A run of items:
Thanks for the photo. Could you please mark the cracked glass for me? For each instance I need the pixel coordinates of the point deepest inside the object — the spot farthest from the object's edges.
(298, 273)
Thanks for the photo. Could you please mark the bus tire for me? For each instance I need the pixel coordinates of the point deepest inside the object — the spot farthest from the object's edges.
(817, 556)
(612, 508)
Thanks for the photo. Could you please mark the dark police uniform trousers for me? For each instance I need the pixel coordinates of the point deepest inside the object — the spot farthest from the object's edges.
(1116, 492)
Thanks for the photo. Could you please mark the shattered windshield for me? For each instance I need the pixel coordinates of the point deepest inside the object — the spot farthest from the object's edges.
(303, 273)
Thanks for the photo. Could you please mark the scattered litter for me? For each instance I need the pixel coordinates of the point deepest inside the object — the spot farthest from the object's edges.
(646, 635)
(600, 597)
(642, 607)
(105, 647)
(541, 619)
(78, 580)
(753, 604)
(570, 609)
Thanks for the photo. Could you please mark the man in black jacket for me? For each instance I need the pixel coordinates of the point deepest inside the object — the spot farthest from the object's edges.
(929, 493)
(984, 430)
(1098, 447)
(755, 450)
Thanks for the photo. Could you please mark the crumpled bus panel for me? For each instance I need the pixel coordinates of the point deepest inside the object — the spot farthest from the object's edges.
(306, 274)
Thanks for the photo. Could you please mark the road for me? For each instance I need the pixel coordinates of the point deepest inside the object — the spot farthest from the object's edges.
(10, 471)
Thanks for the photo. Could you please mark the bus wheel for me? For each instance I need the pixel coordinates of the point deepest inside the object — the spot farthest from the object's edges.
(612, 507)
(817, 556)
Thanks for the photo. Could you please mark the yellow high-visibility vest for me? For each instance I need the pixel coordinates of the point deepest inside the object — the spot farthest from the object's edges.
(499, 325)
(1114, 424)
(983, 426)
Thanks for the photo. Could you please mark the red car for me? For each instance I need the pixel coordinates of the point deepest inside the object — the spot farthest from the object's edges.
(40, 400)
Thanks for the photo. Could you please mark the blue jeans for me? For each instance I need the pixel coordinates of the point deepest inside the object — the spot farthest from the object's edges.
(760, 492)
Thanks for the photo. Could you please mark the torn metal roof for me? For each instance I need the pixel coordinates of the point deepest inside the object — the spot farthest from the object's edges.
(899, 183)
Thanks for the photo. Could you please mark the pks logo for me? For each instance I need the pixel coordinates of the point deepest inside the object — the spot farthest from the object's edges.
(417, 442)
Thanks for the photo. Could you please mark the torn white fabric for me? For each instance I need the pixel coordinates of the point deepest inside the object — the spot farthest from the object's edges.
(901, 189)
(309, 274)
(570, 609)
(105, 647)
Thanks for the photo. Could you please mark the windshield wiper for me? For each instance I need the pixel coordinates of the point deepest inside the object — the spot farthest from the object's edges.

▶ WHAT YOU WILL DO: Express every line of the items above as a JSON list of strings, one string per line, with blank lines omitted.

▶ FINISHED EXERCISE:
[
  "Thanks for the photo. Could you please mark the cracked glass for me? For each instance I need the pixel coordinates of the point deepest inside the object — the spot farthest from the object's edges.",
  "(298, 273)",
  "Thanks for the photo. Could you please mark the bus tire for me? For each instance I need the pixel coordinates of the point deepest inside the object — the spot farthest from the object's edges.",
  "(817, 556)",
  "(612, 508)",
  "Thanks for the photo. Could you please mark the dark police uniform trousers for me? For each instance I need the pixel coordinates of the point deepest inside the object — the spot farthest from the object's edges.",
  "(1116, 492)",
  "Thanks for the photo. Could you please mark the shattered windshield for me? For each instance I need the pixel coordinates of the point deepest inside the object — the spot farthest from the object's edges.",
  "(303, 273)",
  "Thanks for the photo. Could you please mark the scattered litter for me? For each instance I need the pixel coordinates of the point deepest inside the object — the spot farthest from the object's edges.",
  "(646, 635)",
  "(600, 597)",
  "(642, 607)",
  "(105, 647)",
  "(541, 619)",
  "(78, 580)",
  "(753, 604)",
  "(570, 609)",
  "Thanks for the photo. Could you please mark the man in black jacket for me? For each instance I need the pixel coordinates of the point deepest inside the object — the spot farthest from the object's edges.",
  "(929, 493)",
  "(984, 430)",
  "(1098, 447)",
  "(755, 450)",
  "Thanks for the photo. Could you please mark the crumpled bus panel for me? For each instance I need the pixel coordinates of the point deepest inside the object — the spot farthest from the object's edges.",
  "(306, 274)",
  "Thanks for the photo. Could you please mark the road for me? For each instance I need the pixel coordinates of the point deepest inside the object — the spot farthest from the object's edges.",
  "(10, 471)",
  "Thanks for the photo. Could you please mark the bus wheel for me? For each instance I need the pixel coordinates of the point deepest inside the object — the spot farthest from the object's edges.",
  "(612, 507)",
  "(817, 556)",
  "Thanks for the photo. Could you please mark the yellow high-visibility vest for me? For each instance I need the pixel coordinates of the point deepest inside the object — the spot farthest from the object's edges.",
  "(499, 325)",
  "(1114, 424)",
  "(983, 426)",
  "Thanks for the photo. Could you please mark the red car for me? For each instance I need the pixel coordinates of the point deepest inside the object — the spot farthest from the object's edges.",
  "(40, 400)",
  "Thanks for the photo. Could you please mark the blue jeans for me? For each instance I need the pixel coordinates of the point deepest inside the object — the spot farthest from the object's edges.",
  "(760, 492)",
  "Thanks for the photo. Could you please mark the torn metal roof for me? For each instance I need the pixel coordinates of the point deepest inside the object — the spot farthest from the object's edges.",
  "(899, 183)",
  "Thanks for the photo. Could you please mark the pks logo for me? For each instance I need the pixel coordinates of the point deepest inside the object — the spot farthest from the object's edges.",
  "(417, 442)",
  "Thanks for the photo. Could you please mark the torn white fabric for me? For each instance I need the pixel coordinates of the point deepest inside the object — the spot farthest from the object's edges.",
  "(901, 189)",
  "(309, 274)",
  "(570, 609)",
  "(105, 647)",
  "Thanks for the photo. Could you please mark the windshield wiper for me? For each instance I need the pixel coordinates of the point deepest inside the object — the spot farthest from the object's edges."
]